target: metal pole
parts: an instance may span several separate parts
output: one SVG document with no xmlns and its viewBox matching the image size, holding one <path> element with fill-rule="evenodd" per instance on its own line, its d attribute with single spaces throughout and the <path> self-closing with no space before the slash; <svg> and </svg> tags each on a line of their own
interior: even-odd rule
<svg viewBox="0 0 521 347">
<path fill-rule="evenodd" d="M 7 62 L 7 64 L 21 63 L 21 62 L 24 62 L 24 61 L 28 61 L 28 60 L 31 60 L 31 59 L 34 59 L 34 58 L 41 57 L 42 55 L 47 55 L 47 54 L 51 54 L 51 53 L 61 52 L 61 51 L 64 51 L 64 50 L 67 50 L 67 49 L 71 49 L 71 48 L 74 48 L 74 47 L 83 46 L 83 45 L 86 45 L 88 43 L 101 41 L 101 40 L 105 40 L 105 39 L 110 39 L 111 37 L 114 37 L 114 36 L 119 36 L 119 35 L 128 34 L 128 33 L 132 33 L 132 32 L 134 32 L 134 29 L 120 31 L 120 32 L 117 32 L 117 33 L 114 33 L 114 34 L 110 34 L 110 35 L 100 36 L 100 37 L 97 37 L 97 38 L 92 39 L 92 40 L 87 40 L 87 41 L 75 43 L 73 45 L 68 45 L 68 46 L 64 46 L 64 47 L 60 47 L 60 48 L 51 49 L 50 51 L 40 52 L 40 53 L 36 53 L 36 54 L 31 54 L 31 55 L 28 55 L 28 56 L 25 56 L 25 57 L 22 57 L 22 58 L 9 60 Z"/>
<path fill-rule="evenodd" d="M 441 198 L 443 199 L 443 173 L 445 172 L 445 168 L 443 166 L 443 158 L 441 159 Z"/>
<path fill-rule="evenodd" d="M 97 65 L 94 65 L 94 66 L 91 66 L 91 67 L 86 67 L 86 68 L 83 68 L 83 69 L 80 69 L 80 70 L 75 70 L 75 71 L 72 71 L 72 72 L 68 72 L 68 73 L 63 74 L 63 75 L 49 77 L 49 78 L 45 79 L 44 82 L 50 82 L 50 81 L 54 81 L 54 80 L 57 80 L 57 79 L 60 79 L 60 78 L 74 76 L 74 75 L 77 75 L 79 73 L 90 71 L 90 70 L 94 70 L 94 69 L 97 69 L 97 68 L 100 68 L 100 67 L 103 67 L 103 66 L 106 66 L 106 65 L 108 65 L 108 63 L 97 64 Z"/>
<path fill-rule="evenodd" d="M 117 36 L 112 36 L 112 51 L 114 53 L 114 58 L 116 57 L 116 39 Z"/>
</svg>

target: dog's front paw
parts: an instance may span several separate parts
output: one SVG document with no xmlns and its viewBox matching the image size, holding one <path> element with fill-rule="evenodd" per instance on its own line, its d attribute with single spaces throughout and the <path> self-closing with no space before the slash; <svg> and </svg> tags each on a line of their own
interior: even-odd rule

------------------------------------------------

Activity:
What you should do is return the records above exactly, leaving nothing out.

Written reply:
target: metal pole
parts: an instance may span several separate parts
output: one SVG document with no xmlns and its viewBox matching the image size, holding one <path> element with fill-rule="evenodd" per instance on its own line, its d attribute with single spaces throughout and the <path> self-closing with no space before the slash; <svg> and </svg> tags each on a line of their own
interior: even-odd rule
<svg viewBox="0 0 521 347">
<path fill-rule="evenodd" d="M 7 62 L 7 64 L 21 63 L 21 62 L 24 62 L 24 61 L 28 61 L 28 60 L 31 60 L 31 59 L 34 59 L 34 58 L 41 57 L 42 55 L 47 55 L 47 54 L 51 54 L 51 53 L 61 52 L 61 51 L 64 51 L 64 50 L 67 50 L 67 49 L 71 49 L 71 48 L 74 48 L 74 47 L 83 46 L 83 45 L 86 45 L 88 43 L 101 41 L 101 40 L 105 40 L 105 39 L 110 39 L 111 37 L 114 37 L 114 36 L 119 36 L 119 35 L 128 34 L 128 33 L 132 33 L 132 32 L 134 32 L 134 29 L 120 31 L 120 32 L 117 32 L 117 33 L 114 33 L 114 34 L 110 34 L 110 35 L 100 36 L 100 37 L 97 37 L 97 38 L 92 39 L 92 40 L 87 40 L 87 41 L 75 43 L 73 45 L 68 45 L 68 46 L 64 46 L 64 47 L 60 47 L 60 48 L 51 49 L 50 51 L 40 52 L 40 53 L 36 53 L 36 54 L 31 54 L 31 55 L 28 55 L 28 56 L 25 56 L 25 57 L 22 57 L 22 58 L 9 60 Z"/>
<path fill-rule="evenodd" d="M 441 198 L 443 199 L 443 173 L 445 172 L 445 168 L 443 166 L 443 158 L 441 159 Z"/>
<path fill-rule="evenodd" d="M 97 65 L 94 65 L 94 66 L 91 66 L 91 67 L 86 67 L 86 68 L 83 68 L 83 69 L 80 69 L 80 70 L 75 70 L 75 71 L 72 71 L 72 72 L 68 72 L 68 73 L 63 74 L 63 75 L 49 77 L 49 78 L 45 79 L 44 82 L 50 82 L 50 81 L 54 81 L 54 80 L 57 80 L 57 79 L 60 79 L 60 78 L 74 76 L 74 75 L 77 75 L 79 73 L 90 71 L 90 70 L 94 70 L 94 69 L 97 69 L 97 68 L 100 68 L 100 67 L 103 67 L 103 66 L 106 66 L 106 65 L 108 65 L 108 63 L 97 64 Z"/>
<path fill-rule="evenodd" d="M 117 36 L 112 36 L 112 51 L 114 53 L 114 58 L 116 57 L 116 39 Z"/>
</svg>

target: dog's front paw
parts: an instance may span several separate parts
output: one SVG document with no xmlns and its viewBox matching the image size, holding one <path> element with fill-rule="evenodd" per instance on its own line, its d attribute with single spaces throughout and the <path> self-closing with no space before the slash; <svg> and </svg> tags each on a line of their own
interior: even-odd rule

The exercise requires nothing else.